DATA EXCERPTS ->
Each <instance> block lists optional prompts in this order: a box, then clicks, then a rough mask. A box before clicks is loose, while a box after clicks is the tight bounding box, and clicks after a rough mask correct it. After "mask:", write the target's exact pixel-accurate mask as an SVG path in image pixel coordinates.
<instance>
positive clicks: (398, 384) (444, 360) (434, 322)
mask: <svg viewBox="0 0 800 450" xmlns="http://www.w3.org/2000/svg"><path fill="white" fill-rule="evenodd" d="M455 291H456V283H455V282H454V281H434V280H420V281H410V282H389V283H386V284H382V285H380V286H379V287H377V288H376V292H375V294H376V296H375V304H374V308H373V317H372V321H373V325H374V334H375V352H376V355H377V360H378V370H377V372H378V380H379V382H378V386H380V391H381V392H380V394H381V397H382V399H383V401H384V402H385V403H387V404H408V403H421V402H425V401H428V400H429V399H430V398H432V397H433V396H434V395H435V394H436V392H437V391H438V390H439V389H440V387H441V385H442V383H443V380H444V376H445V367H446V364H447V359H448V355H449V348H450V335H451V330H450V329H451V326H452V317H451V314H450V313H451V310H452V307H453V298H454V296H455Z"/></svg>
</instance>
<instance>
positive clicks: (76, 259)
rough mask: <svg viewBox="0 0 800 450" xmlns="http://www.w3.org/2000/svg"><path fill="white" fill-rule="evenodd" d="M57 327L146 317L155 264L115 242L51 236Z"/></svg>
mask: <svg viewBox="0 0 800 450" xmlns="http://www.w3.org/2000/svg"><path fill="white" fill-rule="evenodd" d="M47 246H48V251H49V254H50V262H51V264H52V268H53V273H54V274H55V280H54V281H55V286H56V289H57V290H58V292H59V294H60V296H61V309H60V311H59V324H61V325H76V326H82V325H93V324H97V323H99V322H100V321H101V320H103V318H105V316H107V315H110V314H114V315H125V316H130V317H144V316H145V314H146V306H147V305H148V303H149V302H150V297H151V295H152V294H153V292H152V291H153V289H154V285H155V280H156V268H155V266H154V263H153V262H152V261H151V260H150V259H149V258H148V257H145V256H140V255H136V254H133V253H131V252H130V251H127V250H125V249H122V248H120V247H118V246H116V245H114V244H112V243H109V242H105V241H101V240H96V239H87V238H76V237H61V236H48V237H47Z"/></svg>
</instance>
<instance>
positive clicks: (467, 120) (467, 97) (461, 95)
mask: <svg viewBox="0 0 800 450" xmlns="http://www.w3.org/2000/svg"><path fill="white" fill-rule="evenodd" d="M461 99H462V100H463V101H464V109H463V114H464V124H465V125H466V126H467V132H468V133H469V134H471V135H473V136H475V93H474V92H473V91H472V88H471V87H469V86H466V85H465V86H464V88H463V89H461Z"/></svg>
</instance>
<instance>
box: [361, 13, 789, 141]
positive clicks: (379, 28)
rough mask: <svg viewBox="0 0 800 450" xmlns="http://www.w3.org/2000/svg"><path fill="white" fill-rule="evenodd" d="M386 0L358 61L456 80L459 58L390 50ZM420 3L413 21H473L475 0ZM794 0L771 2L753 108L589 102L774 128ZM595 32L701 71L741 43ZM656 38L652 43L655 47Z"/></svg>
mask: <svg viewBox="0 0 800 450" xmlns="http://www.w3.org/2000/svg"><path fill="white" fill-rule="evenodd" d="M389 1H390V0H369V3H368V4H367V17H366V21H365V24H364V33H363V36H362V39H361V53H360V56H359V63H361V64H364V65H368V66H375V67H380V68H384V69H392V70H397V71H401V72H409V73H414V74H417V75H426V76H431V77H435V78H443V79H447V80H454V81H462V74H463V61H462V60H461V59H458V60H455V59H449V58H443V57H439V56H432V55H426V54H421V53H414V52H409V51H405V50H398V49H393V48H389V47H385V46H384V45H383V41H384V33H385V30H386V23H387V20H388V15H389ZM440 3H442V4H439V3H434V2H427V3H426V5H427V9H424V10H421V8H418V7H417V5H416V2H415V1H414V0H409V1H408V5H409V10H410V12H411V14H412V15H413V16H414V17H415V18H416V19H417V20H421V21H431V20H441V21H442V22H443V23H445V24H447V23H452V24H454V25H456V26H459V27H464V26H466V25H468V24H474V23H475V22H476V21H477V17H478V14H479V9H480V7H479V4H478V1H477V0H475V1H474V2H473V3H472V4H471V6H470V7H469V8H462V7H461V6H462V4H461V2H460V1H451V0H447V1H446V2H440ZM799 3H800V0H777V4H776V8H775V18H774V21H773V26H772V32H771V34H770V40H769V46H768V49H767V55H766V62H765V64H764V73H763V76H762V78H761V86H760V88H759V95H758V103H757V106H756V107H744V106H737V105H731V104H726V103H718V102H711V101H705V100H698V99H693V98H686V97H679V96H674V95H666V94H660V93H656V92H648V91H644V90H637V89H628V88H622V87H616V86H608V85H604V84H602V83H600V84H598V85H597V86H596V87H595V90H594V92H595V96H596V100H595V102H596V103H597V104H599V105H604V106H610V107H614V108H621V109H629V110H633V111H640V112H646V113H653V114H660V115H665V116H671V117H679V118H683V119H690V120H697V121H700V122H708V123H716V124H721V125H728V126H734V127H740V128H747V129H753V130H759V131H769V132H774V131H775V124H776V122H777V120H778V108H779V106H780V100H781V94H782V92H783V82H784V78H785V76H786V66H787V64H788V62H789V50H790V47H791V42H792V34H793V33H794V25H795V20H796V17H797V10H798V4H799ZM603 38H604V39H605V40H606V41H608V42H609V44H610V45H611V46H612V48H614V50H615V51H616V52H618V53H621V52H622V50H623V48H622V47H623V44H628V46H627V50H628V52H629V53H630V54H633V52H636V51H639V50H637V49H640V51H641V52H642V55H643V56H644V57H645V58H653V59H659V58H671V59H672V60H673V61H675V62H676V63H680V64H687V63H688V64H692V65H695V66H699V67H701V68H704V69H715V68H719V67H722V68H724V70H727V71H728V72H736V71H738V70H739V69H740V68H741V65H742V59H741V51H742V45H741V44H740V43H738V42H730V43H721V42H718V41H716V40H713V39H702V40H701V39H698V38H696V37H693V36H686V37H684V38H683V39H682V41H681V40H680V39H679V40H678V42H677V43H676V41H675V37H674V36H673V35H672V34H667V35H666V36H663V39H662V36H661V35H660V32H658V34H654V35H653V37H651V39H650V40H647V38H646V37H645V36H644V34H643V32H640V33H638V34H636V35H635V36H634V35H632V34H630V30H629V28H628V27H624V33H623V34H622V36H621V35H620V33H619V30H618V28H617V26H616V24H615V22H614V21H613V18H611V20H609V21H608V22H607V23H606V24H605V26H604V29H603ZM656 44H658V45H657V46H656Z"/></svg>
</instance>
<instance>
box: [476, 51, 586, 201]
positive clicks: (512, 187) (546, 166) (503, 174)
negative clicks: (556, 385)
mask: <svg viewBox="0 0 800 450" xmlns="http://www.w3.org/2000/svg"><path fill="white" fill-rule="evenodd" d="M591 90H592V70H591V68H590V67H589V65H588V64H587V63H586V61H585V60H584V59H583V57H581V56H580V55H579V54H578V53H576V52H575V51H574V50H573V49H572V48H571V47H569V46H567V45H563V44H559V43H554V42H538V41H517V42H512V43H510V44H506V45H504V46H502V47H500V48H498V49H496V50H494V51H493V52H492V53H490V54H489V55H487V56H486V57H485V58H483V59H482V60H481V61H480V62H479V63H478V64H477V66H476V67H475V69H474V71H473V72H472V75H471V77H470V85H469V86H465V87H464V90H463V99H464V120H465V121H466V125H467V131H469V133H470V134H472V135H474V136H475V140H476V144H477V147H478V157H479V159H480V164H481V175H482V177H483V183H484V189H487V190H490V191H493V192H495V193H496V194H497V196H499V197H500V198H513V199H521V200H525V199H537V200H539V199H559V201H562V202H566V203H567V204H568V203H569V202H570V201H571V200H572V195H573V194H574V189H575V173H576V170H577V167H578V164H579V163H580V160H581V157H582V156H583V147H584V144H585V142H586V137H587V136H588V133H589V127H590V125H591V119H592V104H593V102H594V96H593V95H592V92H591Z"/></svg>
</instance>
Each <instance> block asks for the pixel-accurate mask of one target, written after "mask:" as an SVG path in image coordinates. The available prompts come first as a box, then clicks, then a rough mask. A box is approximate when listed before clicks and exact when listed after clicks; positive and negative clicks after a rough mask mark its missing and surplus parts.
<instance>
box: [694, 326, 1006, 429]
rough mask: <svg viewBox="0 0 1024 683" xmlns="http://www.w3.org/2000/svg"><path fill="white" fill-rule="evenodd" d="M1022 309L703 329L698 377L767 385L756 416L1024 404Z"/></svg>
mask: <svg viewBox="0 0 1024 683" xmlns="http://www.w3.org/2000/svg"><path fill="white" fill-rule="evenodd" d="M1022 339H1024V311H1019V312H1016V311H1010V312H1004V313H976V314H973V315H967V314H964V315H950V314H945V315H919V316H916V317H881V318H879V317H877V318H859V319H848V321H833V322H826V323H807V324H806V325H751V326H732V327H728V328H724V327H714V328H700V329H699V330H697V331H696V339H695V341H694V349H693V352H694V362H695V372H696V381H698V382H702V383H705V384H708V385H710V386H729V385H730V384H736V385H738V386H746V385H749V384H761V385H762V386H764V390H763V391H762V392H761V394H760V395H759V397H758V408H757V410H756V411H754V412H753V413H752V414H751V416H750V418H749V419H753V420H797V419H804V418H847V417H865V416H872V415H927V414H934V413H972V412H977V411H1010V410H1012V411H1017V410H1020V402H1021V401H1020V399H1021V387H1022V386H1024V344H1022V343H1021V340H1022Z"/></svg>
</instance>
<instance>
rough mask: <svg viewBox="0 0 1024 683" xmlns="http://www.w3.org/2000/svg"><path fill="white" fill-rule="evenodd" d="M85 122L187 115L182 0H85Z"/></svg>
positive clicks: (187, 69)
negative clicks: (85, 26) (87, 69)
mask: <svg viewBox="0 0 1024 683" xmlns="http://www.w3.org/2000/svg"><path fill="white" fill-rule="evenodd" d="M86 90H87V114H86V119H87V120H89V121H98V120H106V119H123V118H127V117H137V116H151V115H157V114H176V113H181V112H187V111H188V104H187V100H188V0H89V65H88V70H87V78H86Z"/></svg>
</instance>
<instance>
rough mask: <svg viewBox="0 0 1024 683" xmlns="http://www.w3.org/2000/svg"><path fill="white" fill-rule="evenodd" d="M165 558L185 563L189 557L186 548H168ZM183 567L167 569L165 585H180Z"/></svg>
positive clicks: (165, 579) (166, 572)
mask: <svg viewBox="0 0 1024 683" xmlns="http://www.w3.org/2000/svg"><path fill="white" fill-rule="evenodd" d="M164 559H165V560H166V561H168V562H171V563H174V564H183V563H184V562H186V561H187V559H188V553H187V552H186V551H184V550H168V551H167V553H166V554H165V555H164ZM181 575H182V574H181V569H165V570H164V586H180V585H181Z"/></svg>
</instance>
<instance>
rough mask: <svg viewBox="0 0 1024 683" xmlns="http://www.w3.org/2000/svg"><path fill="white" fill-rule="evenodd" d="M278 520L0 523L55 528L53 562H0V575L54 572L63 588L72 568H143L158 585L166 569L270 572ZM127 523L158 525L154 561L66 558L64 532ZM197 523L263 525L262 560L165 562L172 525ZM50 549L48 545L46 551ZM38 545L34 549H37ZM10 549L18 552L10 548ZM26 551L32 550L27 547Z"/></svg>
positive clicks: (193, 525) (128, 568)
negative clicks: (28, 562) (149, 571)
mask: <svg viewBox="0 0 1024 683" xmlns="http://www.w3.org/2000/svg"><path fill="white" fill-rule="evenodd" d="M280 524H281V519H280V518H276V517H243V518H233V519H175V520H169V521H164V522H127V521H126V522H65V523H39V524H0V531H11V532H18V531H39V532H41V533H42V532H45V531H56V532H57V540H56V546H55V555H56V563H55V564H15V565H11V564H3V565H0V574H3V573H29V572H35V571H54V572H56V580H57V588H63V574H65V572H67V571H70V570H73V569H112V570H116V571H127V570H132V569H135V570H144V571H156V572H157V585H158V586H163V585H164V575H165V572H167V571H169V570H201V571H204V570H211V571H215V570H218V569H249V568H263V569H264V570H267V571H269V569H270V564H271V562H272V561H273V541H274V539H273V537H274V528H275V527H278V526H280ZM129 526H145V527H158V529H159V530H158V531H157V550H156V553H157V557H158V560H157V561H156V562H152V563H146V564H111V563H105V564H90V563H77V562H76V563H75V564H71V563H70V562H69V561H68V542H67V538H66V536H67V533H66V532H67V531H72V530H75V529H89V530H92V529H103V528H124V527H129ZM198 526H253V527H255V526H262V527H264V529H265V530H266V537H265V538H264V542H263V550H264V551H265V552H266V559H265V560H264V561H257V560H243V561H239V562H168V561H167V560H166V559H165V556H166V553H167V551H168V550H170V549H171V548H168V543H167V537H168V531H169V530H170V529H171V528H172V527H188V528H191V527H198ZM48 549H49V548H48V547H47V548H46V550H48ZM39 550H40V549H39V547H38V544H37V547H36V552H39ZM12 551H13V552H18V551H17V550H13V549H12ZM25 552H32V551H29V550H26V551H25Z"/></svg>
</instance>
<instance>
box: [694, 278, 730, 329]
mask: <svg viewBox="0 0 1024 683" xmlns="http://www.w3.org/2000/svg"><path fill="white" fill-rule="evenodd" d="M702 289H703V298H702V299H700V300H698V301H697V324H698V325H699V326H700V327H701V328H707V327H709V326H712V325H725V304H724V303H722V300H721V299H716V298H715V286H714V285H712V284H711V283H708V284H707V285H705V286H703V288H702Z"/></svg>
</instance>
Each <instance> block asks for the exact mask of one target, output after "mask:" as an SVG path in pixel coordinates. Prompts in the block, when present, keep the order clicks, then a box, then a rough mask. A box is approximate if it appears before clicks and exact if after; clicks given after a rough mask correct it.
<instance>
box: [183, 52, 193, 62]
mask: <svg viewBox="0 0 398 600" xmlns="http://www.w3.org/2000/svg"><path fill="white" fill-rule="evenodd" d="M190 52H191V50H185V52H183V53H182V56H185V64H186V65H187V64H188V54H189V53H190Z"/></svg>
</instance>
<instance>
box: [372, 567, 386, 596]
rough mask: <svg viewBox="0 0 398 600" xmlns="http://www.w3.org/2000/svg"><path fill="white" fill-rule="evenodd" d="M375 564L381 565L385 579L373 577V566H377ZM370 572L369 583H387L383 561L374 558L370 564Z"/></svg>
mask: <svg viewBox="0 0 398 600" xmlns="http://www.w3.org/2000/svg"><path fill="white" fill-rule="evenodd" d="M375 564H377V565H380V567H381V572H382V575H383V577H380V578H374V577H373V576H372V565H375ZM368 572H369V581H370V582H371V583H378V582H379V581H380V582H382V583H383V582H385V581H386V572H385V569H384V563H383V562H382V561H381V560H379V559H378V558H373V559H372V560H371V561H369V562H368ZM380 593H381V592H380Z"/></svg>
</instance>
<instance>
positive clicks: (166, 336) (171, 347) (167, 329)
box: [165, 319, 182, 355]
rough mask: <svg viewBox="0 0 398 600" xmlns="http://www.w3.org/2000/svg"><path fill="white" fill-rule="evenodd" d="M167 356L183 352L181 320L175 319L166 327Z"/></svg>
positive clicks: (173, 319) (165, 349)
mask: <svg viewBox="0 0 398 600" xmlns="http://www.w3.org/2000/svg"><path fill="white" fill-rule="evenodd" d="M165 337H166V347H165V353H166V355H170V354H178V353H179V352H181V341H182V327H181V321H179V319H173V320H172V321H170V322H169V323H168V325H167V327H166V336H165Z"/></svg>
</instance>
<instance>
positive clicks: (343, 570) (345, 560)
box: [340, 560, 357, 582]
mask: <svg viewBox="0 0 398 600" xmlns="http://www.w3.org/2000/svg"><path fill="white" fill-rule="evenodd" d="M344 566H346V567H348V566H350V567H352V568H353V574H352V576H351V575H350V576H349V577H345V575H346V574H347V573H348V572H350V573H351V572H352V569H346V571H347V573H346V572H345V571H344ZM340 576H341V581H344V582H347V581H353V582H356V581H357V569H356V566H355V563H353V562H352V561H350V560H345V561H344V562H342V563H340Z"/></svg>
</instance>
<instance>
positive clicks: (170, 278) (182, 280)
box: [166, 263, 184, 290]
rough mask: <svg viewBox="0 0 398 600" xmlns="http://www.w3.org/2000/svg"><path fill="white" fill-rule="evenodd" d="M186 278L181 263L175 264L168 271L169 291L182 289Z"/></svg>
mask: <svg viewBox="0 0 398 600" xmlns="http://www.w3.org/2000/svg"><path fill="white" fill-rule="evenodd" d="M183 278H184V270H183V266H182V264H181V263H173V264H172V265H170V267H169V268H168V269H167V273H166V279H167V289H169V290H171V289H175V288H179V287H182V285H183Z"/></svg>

THE PROBLEM -> In the listing above, locate the line containing "box: [183, 52, 193, 62]" and the line containing "box: [372, 567, 386, 596]". Transcribe those two lines and everything between them, exactly as written.

ANSWER BOX ->
box: [183, 52, 193, 62]
mask: <svg viewBox="0 0 398 600" xmlns="http://www.w3.org/2000/svg"><path fill="white" fill-rule="evenodd" d="M190 52H191V50H185V52H183V53H182V56H185V64H186V65H187V64H188V54H189V53H190Z"/></svg>
</instance>
<instance>
box: [372, 567, 386, 596]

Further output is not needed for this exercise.